- A tarefa
Por favor, retome o texto sobre as concessões de parques urbanos em São Paulo a partir do ponto em que ele para.

- Texto fornecido
⁂

As concessões de parques urbanos vêm se tornando cada vez mais frequentes entre os municípios brasileiros. No âmbito do município de São Paulo, por exemplo, diversos parques municipais foram objeto de contratos de concessão recentes. Em 2020, o parque Ibirapuera, o mais tradicional da capital paulista, foi concedido à Urbia Parques, que também assumiu mais um lote de parques menores (na forma de subsídio cruzado). Em 2023, por sua vez, o Consórcio Borboletas assumiu integralmente a gestão dos parques Trianon e Mário Covas.
Prefeitura de São Paulo

Ainda, em maio de 2024 o município de São Paulo publicou edital para implantação do Parque Municipal Campo de Marte; neste caso, um projeto de transformação de uma área municipal de 406 mil m² destinada a atividades recreativas, esportivas, educacionais e socioculturais, isto é, um parque totalmente novo. O projeto pretende devolver a qualidade ambiental ao espaço, já que passará a contar com a recuperação e preservação de 266 mil m² de área verde. O contrato de concessão foi assinado em janeiro deste ano com o Consórcio Cântaro SP, que será responsável pela implantação e operação do parque pelos próximos trinta e cinco anos. É previsto um investimento total estimado de 202 milhões de reais, com um custo operacional anual de 24 milhões de reais e receita bruta anual de R$ 57 milhões [1].

⁂

- Os dados
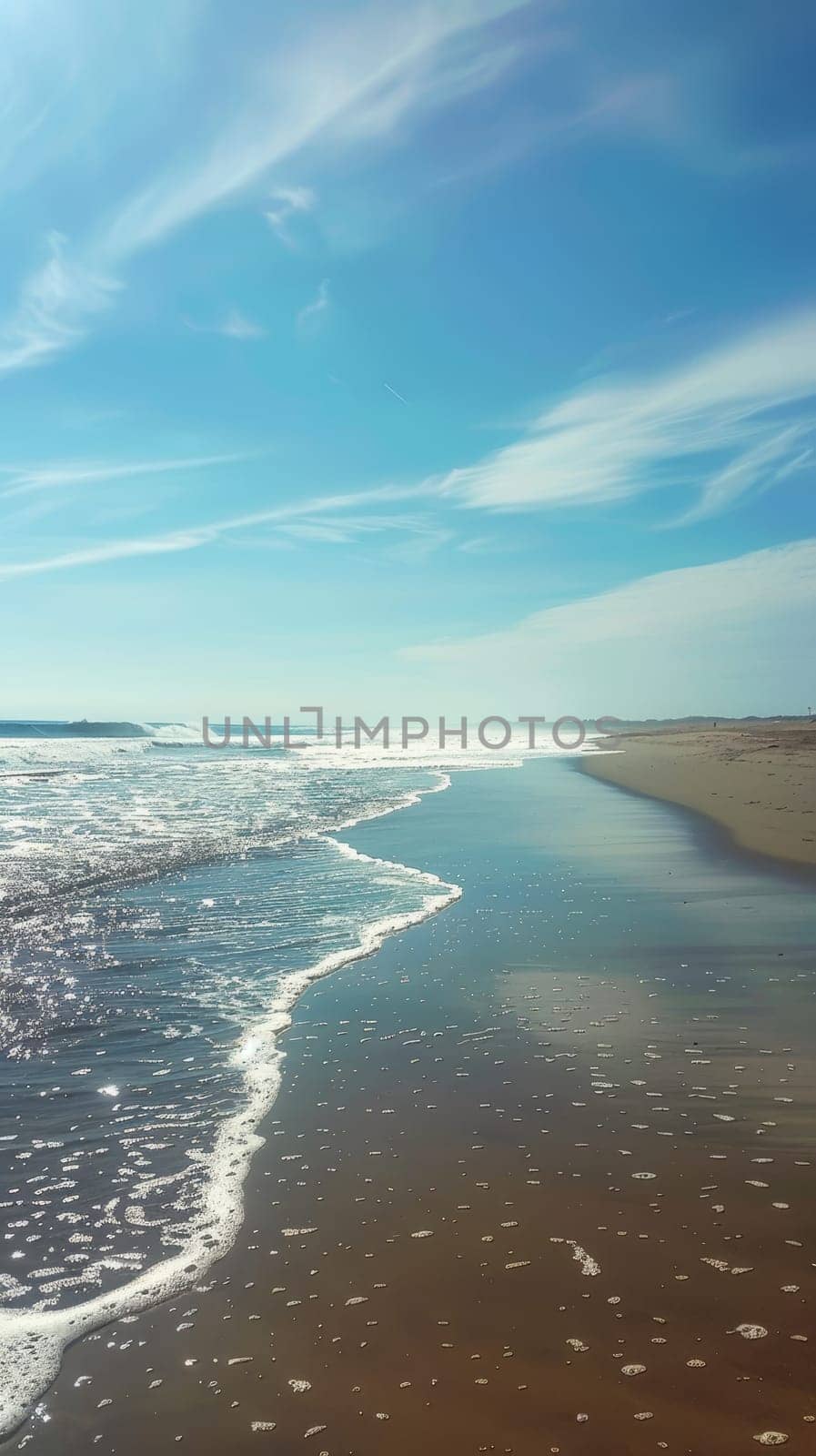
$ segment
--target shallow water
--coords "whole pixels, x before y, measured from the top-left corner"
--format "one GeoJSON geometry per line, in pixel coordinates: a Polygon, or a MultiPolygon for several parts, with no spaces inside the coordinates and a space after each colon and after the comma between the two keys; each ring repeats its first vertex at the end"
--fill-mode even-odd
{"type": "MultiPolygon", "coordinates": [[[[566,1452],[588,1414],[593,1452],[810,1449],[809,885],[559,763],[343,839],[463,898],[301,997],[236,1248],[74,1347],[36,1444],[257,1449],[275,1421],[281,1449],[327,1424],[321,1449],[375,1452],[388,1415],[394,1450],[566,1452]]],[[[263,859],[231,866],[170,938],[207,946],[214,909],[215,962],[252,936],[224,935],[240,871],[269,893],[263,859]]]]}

⁂

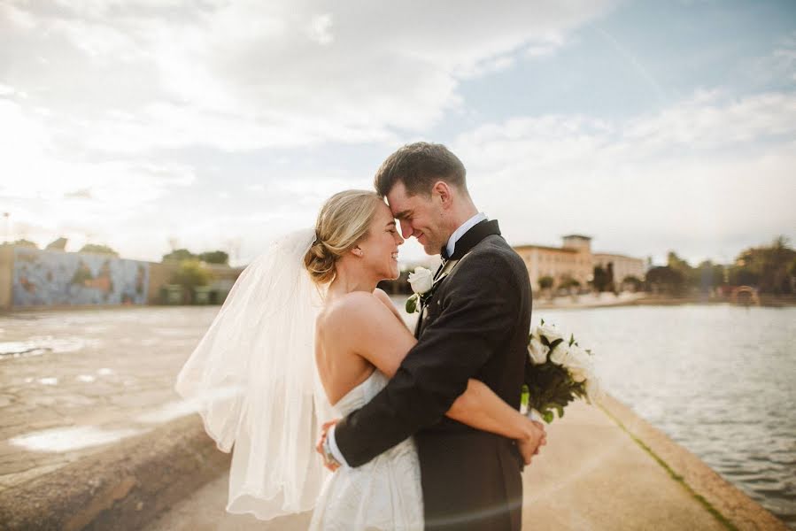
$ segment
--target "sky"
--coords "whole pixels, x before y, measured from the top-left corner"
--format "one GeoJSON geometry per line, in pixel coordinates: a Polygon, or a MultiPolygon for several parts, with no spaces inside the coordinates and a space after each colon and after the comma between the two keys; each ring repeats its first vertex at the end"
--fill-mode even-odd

⁂

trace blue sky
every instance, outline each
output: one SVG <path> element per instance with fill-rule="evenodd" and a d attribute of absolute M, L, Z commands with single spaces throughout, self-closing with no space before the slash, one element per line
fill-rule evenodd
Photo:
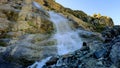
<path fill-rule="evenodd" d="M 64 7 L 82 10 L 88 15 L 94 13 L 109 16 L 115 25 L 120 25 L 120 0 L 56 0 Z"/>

⁂

- Resposta ao problema
No âmbito do município do Rio de Janeiro, por sua vez, o poder público municipal assinou recentemente o contrato de concessão do Jardim de Alah, parque localizado entre Ipanema e Leblon. O consórcio vencedor deverá investir mais de R$ 110 milhões em melhorias no espaço e R$ 20 milhões por ano em manutenção e operação ao longo do contrato de 35 anos. [2] Neste caso, o contrato prevê diversas melhorias no parque urbano, como, por exemplo, a previsão de 93,6 mil m² de área renovada, incluindo a recuperação de jardins com o incremento de 40% das espécies de árvores e a implantação de ciclovias. O valor da outorga paga ao município pelo consórcio vencedor da licitação foi de R$ 18,4 milhões.
Vantagens
Caso mais recente é o verificado no município do Recife. Em fevereiro deste ano, a prefeitura e o Consórcio Viva Parques Recife apresentaram detalhes do projeto de concessão que garantirá a gestão, manutenção e operação dos parques da Jaqueira, Santana, Apipucos e Dona Lindu. O modelo prevê um investimento de R$ 413 milhões ao longo de trinta anos de contrato [3] com a criação de vagas de emprego e novas oportunidades. A concessão em questão teve efeitos imediatos. Poucos dias após o início das operações foi observada, por exemplo, uma loja itinerante da Natura no Parque da Jaqueira [4]. Por sua vez, as soluções tarifárias contidas no contrato em questão parecem, em um primeiro momento, estar surtindo algum efeito para fins de remuneração do parceiro privado.
Uma das indiscutíveis vantagens que o modelo da concessão proporciona consiste na revitalização de espaços públicos que não poderiam receber o mesmo investimento dos municípios, como é o caso do Parque Jardim de Alah. O espaço continuará sendo um parque público, com acesso gratuito à população, apesar de a gestão do ativo ser repassada à concessionária. Possibilita-se, assim, a realização de relevantes investimentos e a manutenção de parques que, em muitos casos, a exploração direta por parte dos municípios não é considerada suficiente e adequada.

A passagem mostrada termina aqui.